Given request: Please copy the records below, changing each "UI automation" to "annotation" and leaving everything else untouched.

Recorded data
——

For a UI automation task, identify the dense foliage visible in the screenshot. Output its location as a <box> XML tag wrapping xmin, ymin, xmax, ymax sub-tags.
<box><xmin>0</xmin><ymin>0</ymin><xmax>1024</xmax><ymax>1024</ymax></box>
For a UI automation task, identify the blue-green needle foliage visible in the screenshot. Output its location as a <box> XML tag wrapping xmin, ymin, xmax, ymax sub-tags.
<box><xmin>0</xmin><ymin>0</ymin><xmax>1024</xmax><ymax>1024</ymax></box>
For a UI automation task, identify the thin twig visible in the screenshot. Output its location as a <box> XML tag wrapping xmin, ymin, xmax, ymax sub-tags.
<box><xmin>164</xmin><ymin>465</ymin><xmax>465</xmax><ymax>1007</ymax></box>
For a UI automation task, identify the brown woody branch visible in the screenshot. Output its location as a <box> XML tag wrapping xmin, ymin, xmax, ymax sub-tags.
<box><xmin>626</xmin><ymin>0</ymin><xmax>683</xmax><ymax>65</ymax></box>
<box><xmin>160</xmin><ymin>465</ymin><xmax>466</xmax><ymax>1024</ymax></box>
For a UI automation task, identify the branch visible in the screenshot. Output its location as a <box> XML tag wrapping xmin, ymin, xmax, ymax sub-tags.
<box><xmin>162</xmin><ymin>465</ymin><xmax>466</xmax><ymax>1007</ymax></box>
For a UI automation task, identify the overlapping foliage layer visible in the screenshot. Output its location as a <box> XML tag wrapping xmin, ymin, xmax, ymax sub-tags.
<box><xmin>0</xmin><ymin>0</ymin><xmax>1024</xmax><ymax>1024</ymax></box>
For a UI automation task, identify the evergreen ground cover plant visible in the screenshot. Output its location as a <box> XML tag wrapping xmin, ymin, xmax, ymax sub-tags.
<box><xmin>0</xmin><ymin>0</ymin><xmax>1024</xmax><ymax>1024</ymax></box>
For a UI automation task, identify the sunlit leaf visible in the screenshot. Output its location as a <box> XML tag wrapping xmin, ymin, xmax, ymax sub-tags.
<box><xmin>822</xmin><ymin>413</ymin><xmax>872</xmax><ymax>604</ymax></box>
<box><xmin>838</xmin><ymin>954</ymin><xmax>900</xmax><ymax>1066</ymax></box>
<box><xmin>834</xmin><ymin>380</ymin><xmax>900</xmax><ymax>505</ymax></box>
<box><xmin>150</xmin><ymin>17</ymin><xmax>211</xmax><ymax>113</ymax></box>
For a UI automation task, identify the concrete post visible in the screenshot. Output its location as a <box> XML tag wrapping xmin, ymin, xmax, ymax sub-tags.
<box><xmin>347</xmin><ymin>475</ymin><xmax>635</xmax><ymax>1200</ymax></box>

——

Response for this exercise:
For a annotation task, identify the dense foliage visible in the screenshot. Output its location as a <box> XML tag wrapping xmin, ymin, xmax, ymax sub-tags.
<box><xmin>0</xmin><ymin>0</ymin><xmax>1024</xmax><ymax>1024</ymax></box>
For a annotation task, identify the blue-green needle foliage visible in the screenshot. Output its location as a <box> XML tag wrapping xmin, ymin, xmax, ymax sub-tags.
<box><xmin>0</xmin><ymin>0</ymin><xmax>1024</xmax><ymax>1024</ymax></box>
For a annotation task, identify the thin twig visible in the screenshot. Output its location as a <box> XML tag wrapping xmin, ymin, xmax, ymax sub-tags.
<box><xmin>164</xmin><ymin>465</ymin><xmax>465</xmax><ymax>1007</ymax></box>
For a annotation task, identify the brown woody branch visible in the screenshot. Output its location as a <box> XML tag wrapping xmin, ymin, xmax, ymax sub-tags.
<box><xmin>626</xmin><ymin>0</ymin><xmax>683</xmax><ymax>65</ymax></box>
<box><xmin>160</xmin><ymin>465</ymin><xmax>466</xmax><ymax>1024</ymax></box>
For a annotation task, identify the branch visible in the screenshot. Output its location as a <box> XML tag wrapping xmin, ymin, xmax, ymax sub-tags.
<box><xmin>162</xmin><ymin>465</ymin><xmax>466</xmax><ymax>1007</ymax></box>
For a annotation task, identify the overlapping foliage layer visible in the screenshot. Output its location as a <box> XML tag wrapping xmin, ymin, xmax, ymax sub-tags.
<box><xmin>0</xmin><ymin>0</ymin><xmax>1024</xmax><ymax>1024</ymax></box>
For a annotation task, identify the evergreen ground cover plant visible in the screenshot. Output its location as a <box> XML tag wrapping xmin, ymin, xmax, ymax sub-tags.
<box><xmin>0</xmin><ymin>0</ymin><xmax>1024</xmax><ymax>1024</ymax></box>
For a annotation task, identify the sunlit leaf visible in the screenshot. Output its location as a <box> XML tag wrapping xmin, ymin, xmax, ymax sub-tags.
<box><xmin>822</xmin><ymin>413</ymin><xmax>872</xmax><ymax>604</ymax></box>
<box><xmin>838</xmin><ymin>954</ymin><xmax>900</xmax><ymax>1066</ymax></box>
<box><xmin>834</xmin><ymin>380</ymin><xmax>900</xmax><ymax>505</ymax></box>
<box><xmin>150</xmin><ymin>17</ymin><xmax>211</xmax><ymax>113</ymax></box>
For a annotation task, identify the concrete post visible in the screenshot. Output its location as a <box> XML tag wrapping xmin, ymin, xmax, ymax sub-tags.
<box><xmin>347</xmin><ymin>475</ymin><xmax>635</xmax><ymax>1200</ymax></box>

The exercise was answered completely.